» **Extracted information**:

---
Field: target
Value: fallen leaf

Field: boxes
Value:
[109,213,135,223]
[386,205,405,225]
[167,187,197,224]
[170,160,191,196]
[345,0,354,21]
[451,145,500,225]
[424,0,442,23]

» **Task description**: Reproduce the records above line for line, changing nothing.

» **Result of the exercise**:
---
Field: target
Value: fallen leaf

Field: boxes
Value:
[109,213,135,223]
[386,205,405,225]
[167,187,197,224]
[170,160,191,196]
[345,0,354,21]
[451,145,500,225]
[424,0,442,23]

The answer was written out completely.